What is being asked: Rewrite the stretch of lines from the one containing "Tag the tractor hood" through the one containing "<point>37,199</point>", renaming "paved street" to "asphalt road" and leaving everything else as it is.

## START Data for the task

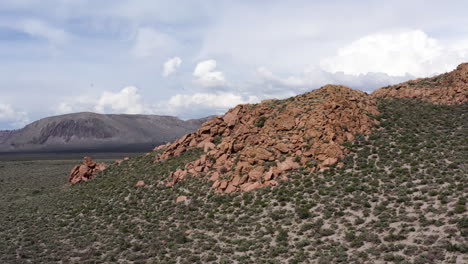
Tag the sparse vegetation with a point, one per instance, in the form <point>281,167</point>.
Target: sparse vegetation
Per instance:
<point>400,198</point>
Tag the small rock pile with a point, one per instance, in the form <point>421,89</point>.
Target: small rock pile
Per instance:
<point>86,171</point>
<point>448,88</point>
<point>253,146</point>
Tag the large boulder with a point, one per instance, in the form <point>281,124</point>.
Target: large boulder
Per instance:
<point>86,171</point>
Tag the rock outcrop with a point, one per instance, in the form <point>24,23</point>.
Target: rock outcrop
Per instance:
<point>86,171</point>
<point>253,146</point>
<point>448,88</point>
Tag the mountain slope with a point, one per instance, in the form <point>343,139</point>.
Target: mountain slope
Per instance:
<point>254,145</point>
<point>90,131</point>
<point>447,88</point>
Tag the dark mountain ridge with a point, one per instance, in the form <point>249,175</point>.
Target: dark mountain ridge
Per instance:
<point>100,132</point>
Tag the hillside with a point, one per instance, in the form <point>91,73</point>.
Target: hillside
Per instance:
<point>253,146</point>
<point>96,132</point>
<point>399,197</point>
<point>447,88</point>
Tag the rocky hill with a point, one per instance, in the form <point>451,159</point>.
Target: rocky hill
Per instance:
<point>253,145</point>
<point>448,88</point>
<point>400,197</point>
<point>96,132</point>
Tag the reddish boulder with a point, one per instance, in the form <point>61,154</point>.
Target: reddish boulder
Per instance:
<point>86,171</point>
<point>181,198</point>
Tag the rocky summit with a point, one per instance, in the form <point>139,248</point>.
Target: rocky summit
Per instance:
<point>253,146</point>
<point>448,88</point>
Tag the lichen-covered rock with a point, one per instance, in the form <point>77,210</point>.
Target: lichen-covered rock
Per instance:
<point>86,171</point>
<point>448,88</point>
<point>255,145</point>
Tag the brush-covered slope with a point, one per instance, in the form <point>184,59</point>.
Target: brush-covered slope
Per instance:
<point>400,197</point>
<point>252,146</point>
<point>90,131</point>
<point>447,88</point>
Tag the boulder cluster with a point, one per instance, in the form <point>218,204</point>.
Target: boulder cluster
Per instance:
<point>448,88</point>
<point>88,170</point>
<point>253,146</point>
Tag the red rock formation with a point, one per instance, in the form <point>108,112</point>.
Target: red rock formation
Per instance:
<point>252,146</point>
<point>448,88</point>
<point>86,171</point>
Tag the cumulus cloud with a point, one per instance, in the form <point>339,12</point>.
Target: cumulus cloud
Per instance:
<point>171,66</point>
<point>149,42</point>
<point>203,104</point>
<point>126,101</point>
<point>14,118</point>
<point>315,77</point>
<point>408,52</point>
<point>206,75</point>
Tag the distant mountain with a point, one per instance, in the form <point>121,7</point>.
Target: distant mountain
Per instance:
<point>97,132</point>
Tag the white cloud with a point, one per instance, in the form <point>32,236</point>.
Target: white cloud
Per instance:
<point>171,66</point>
<point>397,54</point>
<point>41,29</point>
<point>127,101</point>
<point>207,76</point>
<point>15,118</point>
<point>203,104</point>
<point>149,42</point>
<point>314,77</point>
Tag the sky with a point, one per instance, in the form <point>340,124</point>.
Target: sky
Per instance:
<point>193,58</point>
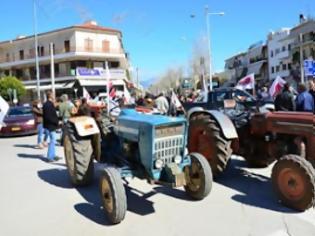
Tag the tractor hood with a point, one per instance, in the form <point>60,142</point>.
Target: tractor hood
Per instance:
<point>131,115</point>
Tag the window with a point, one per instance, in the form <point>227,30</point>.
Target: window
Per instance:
<point>7,57</point>
<point>42,51</point>
<point>284,66</point>
<point>21,54</point>
<point>105,46</point>
<point>88,44</point>
<point>31,53</point>
<point>67,46</point>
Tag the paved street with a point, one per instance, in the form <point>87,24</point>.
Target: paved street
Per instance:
<point>37,199</point>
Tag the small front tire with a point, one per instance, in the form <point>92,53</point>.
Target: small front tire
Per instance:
<point>113,195</point>
<point>198,177</point>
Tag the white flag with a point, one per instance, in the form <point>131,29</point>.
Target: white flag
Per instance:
<point>86,94</point>
<point>276,86</point>
<point>4,107</point>
<point>248,82</point>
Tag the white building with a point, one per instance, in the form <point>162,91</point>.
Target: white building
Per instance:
<point>279,59</point>
<point>78,51</point>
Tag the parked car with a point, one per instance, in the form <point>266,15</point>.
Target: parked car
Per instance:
<point>19,121</point>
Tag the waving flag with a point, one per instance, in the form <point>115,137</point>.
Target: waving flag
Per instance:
<point>276,86</point>
<point>248,82</point>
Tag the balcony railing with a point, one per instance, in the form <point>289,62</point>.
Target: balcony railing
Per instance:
<point>58,51</point>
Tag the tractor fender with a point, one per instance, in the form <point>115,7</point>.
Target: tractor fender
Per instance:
<point>84,125</point>
<point>226,125</point>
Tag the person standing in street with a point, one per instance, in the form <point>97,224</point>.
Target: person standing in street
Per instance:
<point>304,100</point>
<point>84,109</point>
<point>312,90</point>
<point>285,100</point>
<point>38,114</point>
<point>162,104</point>
<point>50,122</point>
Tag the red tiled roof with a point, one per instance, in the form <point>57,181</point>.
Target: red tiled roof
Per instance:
<point>87,26</point>
<point>91,26</point>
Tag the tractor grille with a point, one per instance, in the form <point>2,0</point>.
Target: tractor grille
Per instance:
<point>167,148</point>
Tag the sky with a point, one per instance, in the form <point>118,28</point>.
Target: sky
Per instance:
<point>161,34</point>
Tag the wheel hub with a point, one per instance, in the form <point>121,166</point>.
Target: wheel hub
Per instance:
<point>291,184</point>
<point>69,154</point>
<point>107,196</point>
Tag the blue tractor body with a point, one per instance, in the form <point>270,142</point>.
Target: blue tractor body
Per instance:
<point>154,138</point>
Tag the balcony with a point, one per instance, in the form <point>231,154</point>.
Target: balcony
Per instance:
<point>60,53</point>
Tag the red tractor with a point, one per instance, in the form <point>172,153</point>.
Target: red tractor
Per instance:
<point>288,138</point>
<point>263,137</point>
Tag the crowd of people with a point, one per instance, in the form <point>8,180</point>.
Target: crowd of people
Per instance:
<point>303,101</point>
<point>48,120</point>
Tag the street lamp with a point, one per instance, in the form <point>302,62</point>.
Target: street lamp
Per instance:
<point>209,42</point>
<point>36,49</point>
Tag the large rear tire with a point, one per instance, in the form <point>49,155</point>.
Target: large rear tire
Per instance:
<point>113,195</point>
<point>293,180</point>
<point>198,177</point>
<point>205,137</point>
<point>79,156</point>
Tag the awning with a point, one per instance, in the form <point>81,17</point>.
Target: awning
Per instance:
<point>67,85</point>
<point>99,82</point>
<point>255,67</point>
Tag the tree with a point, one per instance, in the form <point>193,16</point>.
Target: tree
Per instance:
<point>10,83</point>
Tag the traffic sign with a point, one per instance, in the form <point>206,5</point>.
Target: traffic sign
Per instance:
<point>309,67</point>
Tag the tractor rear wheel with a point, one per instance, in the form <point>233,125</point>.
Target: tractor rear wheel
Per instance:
<point>113,195</point>
<point>198,177</point>
<point>205,137</point>
<point>79,156</point>
<point>293,180</point>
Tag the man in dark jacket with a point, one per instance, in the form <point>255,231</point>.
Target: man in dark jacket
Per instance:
<point>50,122</point>
<point>285,100</point>
<point>304,101</point>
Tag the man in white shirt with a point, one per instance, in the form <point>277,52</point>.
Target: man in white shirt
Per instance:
<point>162,104</point>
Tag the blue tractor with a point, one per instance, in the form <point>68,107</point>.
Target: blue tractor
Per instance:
<point>150,147</point>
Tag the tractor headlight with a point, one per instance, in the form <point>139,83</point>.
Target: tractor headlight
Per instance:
<point>177,159</point>
<point>159,163</point>
<point>31,122</point>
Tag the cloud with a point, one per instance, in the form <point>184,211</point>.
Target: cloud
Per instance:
<point>119,18</point>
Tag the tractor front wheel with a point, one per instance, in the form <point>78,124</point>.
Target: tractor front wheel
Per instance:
<point>198,177</point>
<point>79,156</point>
<point>293,179</point>
<point>113,195</point>
<point>205,137</point>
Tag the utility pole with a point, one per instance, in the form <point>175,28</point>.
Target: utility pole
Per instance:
<point>36,49</point>
<point>137,70</point>
<point>52,68</point>
<point>209,47</point>
<point>301,59</point>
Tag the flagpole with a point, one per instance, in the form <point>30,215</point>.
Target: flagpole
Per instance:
<point>107,88</point>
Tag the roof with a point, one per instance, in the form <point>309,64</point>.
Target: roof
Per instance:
<point>129,115</point>
<point>86,26</point>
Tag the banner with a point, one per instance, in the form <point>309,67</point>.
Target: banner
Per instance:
<point>276,86</point>
<point>248,82</point>
<point>4,107</point>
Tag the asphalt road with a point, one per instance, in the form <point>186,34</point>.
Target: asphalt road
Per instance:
<point>37,198</point>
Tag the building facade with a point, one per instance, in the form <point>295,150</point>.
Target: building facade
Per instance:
<point>236,67</point>
<point>77,48</point>
<point>303,38</point>
<point>257,55</point>
<point>279,50</point>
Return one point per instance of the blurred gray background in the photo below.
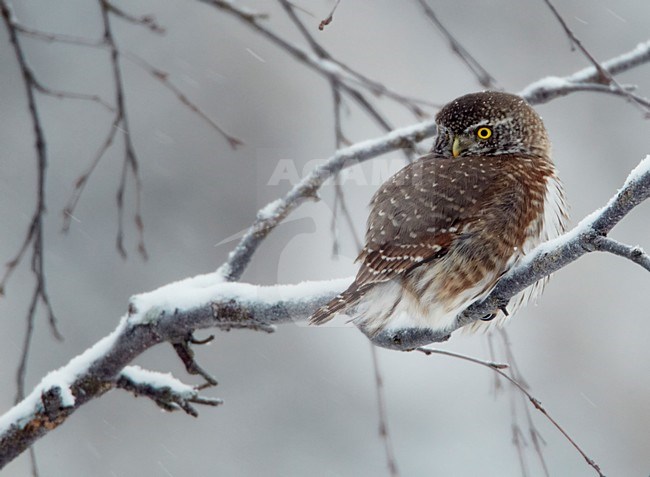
(302, 401)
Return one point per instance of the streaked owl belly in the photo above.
(433, 296)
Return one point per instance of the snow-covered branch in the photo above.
(173, 312)
(538, 92)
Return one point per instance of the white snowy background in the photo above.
(302, 401)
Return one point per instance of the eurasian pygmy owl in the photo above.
(445, 228)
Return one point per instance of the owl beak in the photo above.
(455, 147)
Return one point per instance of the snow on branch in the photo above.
(538, 92)
(173, 312)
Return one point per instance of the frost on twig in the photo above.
(173, 312)
(166, 391)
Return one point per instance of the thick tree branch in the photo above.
(173, 312)
(538, 92)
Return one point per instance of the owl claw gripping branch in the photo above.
(445, 228)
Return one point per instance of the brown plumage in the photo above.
(445, 228)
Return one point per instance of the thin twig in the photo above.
(163, 78)
(384, 433)
(481, 74)
(328, 20)
(130, 163)
(147, 21)
(515, 372)
(603, 76)
(633, 253)
(534, 401)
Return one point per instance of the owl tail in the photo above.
(339, 303)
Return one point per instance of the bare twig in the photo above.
(538, 92)
(481, 74)
(130, 163)
(308, 187)
(34, 237)
(166, 391)
(603, 76)
(634, 253)
(535, 402)
(384, 432)
(154, 319)
(330, 17)
(515, 372)
(163, 78)
(147, 21)
(489, 364)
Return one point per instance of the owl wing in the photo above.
(415, 217)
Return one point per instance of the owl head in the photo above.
(490, 123)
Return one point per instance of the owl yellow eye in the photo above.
(484, 133)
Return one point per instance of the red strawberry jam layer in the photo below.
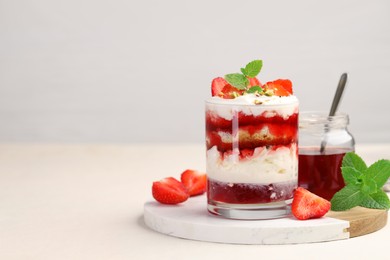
(249, 131)
(244, 193)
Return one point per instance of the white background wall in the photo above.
(139, 71)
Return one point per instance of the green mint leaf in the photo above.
(348, 197)
(255, 89)
(237, 80)
(252, 69)
(369, 186)
(351, 159)
(379, 172)
(351, 175)
(378, 200)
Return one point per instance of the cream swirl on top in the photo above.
(252, 104)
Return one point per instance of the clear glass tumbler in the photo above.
(252, 159)
(323, 142)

## END Data for the task

Finished answer:
Tag the tractor hood with a point, one per instance, in the form <point>60,142</point>.
Target: tractor hood
Per instance:
<point>131,115</point>
Tag the window with a point, one per instance, in the form <point>227,30</point>.
Target: window
Per instance:
<point>7,57</point>
<point>42,51</point>
<point>284,66</point>
<point>21,54</point>
<point>105,46</point>
<point>88,44</point>
<point>31,53</point>
<point>67,46</point>
Tag the asphalt road with a point, one per instance, in the form <point>87,24</point>.
Target: asphalt road
Per instance:
<point>37,199</point>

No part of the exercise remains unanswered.